Output the line containing "Target: slender tree" and each line after it through the end of the data, exactly as written, with pictures left out.

*** Given data ***

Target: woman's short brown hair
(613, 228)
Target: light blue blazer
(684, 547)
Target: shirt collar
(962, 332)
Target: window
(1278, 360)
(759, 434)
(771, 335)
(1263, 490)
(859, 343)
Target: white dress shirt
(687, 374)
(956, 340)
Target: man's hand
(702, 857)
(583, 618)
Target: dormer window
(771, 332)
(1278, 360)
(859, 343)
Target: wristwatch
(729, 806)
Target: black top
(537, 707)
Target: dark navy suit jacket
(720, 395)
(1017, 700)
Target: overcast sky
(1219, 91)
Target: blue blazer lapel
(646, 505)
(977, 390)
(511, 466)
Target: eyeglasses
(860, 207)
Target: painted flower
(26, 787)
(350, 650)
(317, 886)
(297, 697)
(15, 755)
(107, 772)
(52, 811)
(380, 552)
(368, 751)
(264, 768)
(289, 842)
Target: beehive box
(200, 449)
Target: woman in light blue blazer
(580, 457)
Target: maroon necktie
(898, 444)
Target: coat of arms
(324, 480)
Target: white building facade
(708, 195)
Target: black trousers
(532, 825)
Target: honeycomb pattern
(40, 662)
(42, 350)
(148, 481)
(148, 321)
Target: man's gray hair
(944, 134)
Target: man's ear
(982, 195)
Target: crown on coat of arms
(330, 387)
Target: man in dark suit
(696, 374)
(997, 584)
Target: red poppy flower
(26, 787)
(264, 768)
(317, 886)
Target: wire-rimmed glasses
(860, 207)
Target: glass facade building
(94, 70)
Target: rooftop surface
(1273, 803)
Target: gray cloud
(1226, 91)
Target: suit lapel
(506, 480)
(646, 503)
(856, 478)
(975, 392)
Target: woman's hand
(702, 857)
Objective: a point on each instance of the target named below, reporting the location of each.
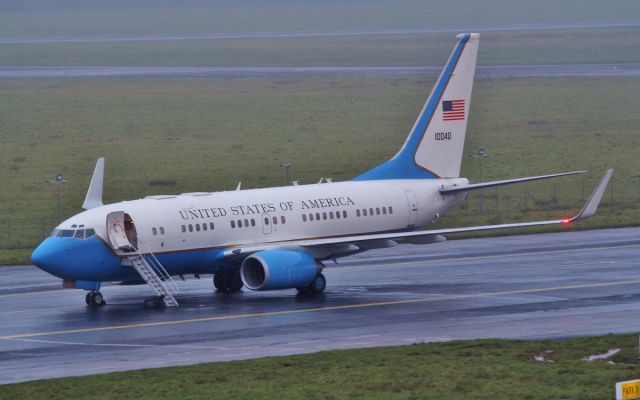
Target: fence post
(611, 187)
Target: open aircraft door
(266, 224)
(122, 232)
(412, 202)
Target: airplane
(280, 237)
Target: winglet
(94, 194)
(591, 206)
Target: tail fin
(434, 146)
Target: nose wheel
(95, 299)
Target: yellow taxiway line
(319, 309)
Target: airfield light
(59, 180)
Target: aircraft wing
(589, 209)
(484, 185)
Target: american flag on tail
(452, 110)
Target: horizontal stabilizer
(591, 206)
(430, 236)
(485, 185)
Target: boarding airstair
(155, 275)
(127, 244)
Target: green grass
(495, 369)
(94, 17)
(569, 46)
(208, 134)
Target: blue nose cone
(77, 259)
(47, 256)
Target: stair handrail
(157, 266)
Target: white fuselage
(167, 224)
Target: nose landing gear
(95, 299)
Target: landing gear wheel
(219, 281)
(153, 302)
(316, 286)
(235, 282)
(227, 282)
(94, 298)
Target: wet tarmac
(317, 33)
(531, 286)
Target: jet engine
(278, 269)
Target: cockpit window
(74, 233)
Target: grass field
(479, 369)
(569, 46)
(37, 18)
(183, 135)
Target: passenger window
(65, 233)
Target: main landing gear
(228, 282)
(316, 286)
(154, 302)
(94, 299)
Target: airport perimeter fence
(505, 203)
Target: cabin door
(122, 232)
(412, 203)
(266, 224)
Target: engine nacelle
(278, 269)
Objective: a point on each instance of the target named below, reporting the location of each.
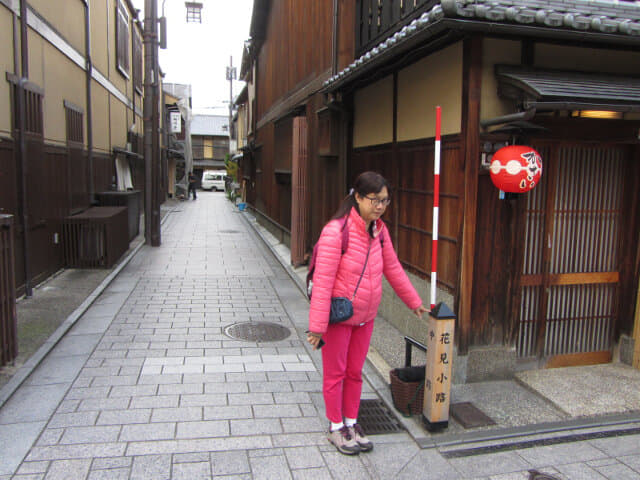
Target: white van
(213, 179)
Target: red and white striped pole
(436, 206)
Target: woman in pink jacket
(359, 269)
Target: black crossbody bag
(342, 307)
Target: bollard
(437, 380)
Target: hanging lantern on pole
(516, 168)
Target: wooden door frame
(548, 280)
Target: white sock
(336, 426)
(350, 422)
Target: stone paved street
(147, 384)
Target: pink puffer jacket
(337, 275)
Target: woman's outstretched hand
(419, 311)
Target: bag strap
(362, 273)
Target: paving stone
(198, 445)
(132, 391)
(160, 379)
(93, 434)
(33, 467)
(151, 467)
(204, 429)
(91, 404)
(157, 401)
(115, 380)
(148, 432)
(192, 471)
(123, 417)
(276, 411)
(246, 377)
(87, 450)
(256, 426)
(202, 400)
(108, 463)
(68, 469)
(227, 412)
(618, 446)
(307, 424)
(250, 399)
(272, 386)
(304, 457)
(311, 474)
(73, 419)
(181, 414)
(50, 436)
(268, 468)
(111, 474)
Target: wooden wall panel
(412, 203)
(297, 48)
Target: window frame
(123, 60)
(137, 62)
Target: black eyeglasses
(375, 201)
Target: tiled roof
(617, 19)
(555, 85)
(210, 125)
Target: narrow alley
(161, 378)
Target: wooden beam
(579, 359)
(571, 278)
(471, 92)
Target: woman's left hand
(419, 311)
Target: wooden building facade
(545, 278)
(79, 65)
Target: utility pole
(151, 125)
(231, 75)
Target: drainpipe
(89, 67)
(334, 66)
(512, 117)
(22, 145)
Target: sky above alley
(198, 54)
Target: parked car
(213, 180)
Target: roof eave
(463, 26)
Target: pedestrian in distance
(355, 273)
(192, 186)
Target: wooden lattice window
(33, 95)
(122, 39)
(194, 12)
(137, 61)
(73, 116)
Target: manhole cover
(375, 418)
(469, 416)
(257, 331)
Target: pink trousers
(343, 357)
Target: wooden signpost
(438, 373)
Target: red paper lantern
(516, 168)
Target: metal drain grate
(375, 418)
(257, 331)
(535, 475)
(470, 416)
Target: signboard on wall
(176, 122)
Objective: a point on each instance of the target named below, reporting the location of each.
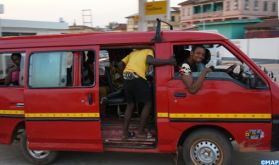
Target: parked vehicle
(57, 106)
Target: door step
(138, 143)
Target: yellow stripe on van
(11, 112)
(163, 115)
(62, 115)
(217, 116)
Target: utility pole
(87, 17)
(142, 22)
(1, 12)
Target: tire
(35, 156)
(207, 147)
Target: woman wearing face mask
(197, 55)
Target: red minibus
(57, 104)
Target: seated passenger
(205, 61)
(12, 77)
(197, 55)
(88, 70)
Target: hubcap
(38, 154)
(205, 153)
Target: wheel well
(187, 132)
(18, 130)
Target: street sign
(156, 8)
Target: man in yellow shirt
(137, 89)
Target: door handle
(20, 105)
(90, 99)
(180, 94)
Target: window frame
(76, 67)
(22, 62)
(209, 77)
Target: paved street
(10, 155)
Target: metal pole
(142, 26)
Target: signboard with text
(155, 8)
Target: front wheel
(38, 157)
(207, 147)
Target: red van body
(70, 118)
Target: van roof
(103, 39)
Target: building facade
(133, 21)
(9, 27)
(203, 11)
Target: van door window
(88, 68)
(226, 65)
(51, 69)
(11, 69)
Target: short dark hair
(18, 55)
(196, 47)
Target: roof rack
(158, 37)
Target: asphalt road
(10, 155)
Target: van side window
(226, 65)
(11, 69)
(51, 69)
(88, 68)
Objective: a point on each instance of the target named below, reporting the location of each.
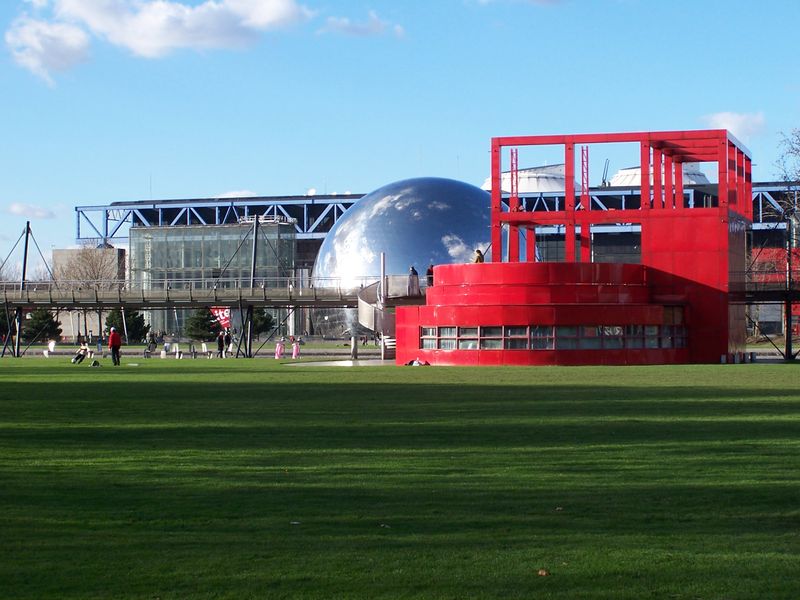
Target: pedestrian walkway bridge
(271, 292)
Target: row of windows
(553, 337)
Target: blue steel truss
(313, 216)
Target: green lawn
(253, 479)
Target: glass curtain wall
(207, 256)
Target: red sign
(223, 315)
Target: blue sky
(111, 100)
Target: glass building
(207, 256)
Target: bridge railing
(153, 284)
(194, 292)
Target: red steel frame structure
(684, 289)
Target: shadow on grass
(375, 489)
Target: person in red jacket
(114, 343)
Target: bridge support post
(248, 330)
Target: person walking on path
(114, 344)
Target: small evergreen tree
(263, 321)
(41, 326)
(202, 325)
(134, 320)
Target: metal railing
(171, 292)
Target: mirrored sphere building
(415, 222)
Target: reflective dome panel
(417, 222)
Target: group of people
(224, 343)
(280, 346)
(413, 276)
(114, 346)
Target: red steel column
(496, 231)
(722, 176)
(513, 206)
(586, 242)
(732, 170)
(679, 186)
(569, 202)
(644, 170)
(658, 190)
(530, 243)
(741, 199)
(669, 190)
(748, 188)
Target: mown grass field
(252, 479)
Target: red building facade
(677, 306)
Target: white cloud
(237, 194)
(153, 28)
(43, 47)
(374, 25)
(30, 211)
(742, 125)
(148, 28)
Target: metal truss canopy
(313, 216)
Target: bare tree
(88, 267)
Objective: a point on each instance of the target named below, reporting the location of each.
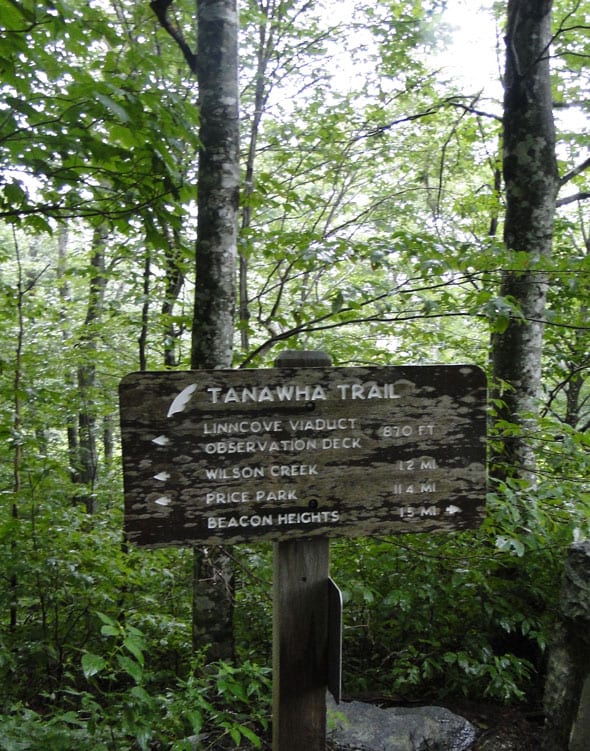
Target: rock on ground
(356, 726)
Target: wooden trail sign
(228, 456)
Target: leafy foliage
(371, 229)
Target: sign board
(228, 456)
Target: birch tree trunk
(216, 66)
(531, 180)
(215, 292)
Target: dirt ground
(501, 728)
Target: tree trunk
(531, 181)
(212, 335)
(218, 184)
(215, 291)
(87, 465)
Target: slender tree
(216, 67)
(531, 184)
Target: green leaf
(92, 664)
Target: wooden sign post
(297, 454)
(301, 614)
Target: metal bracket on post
(302, 593)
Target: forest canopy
(393, 210)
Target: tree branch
(574, 172)
(571, 199)
(160, 8)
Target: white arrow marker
(182, 400)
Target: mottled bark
(569, 657)
(218, 184)
(216, 66)
(531, 181)
(215, 290)
(87, 464)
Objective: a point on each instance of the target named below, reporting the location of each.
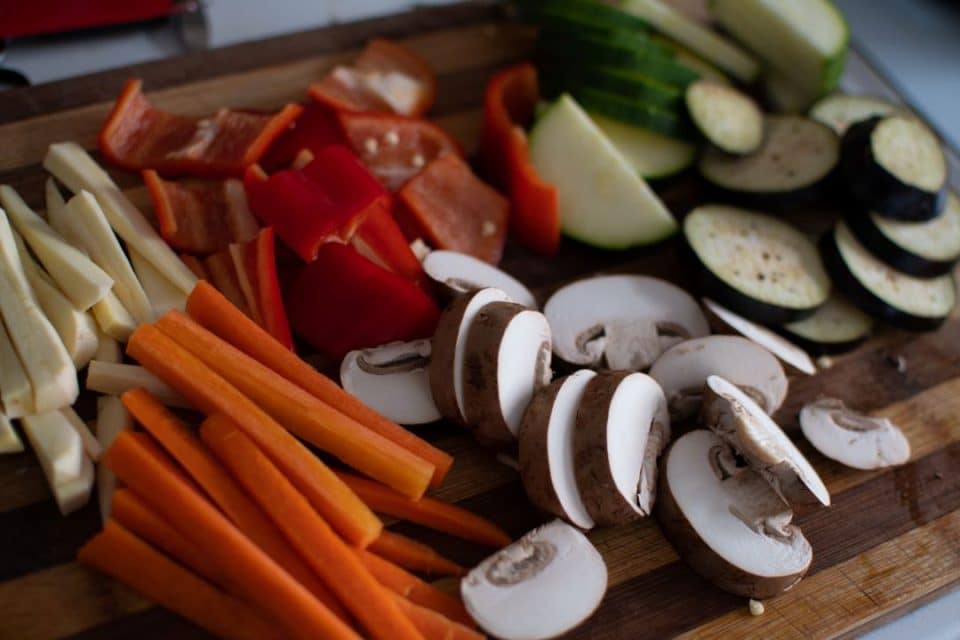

***

» **Result below**
Target: slender tree
(216, 67)
(531, 184)
Target: green leaf
(92, 664)
Target: wooden sign post
(297, 454)
(301, 614)
Target: metal bracket on post
(302, 593)
Target: forest canopy
(393, 210)
Target: tree branch
(574, 172)
(571, 199)
(160, 8)
Target: white arrow marker
(182, 400)
Target: mottled bark
(569, 657)
(218, 184)
(216, 66)
(531, 181)
(215, 290)
(87, 464)
Objective: a point on each instance of the target named below, reporting the location of each.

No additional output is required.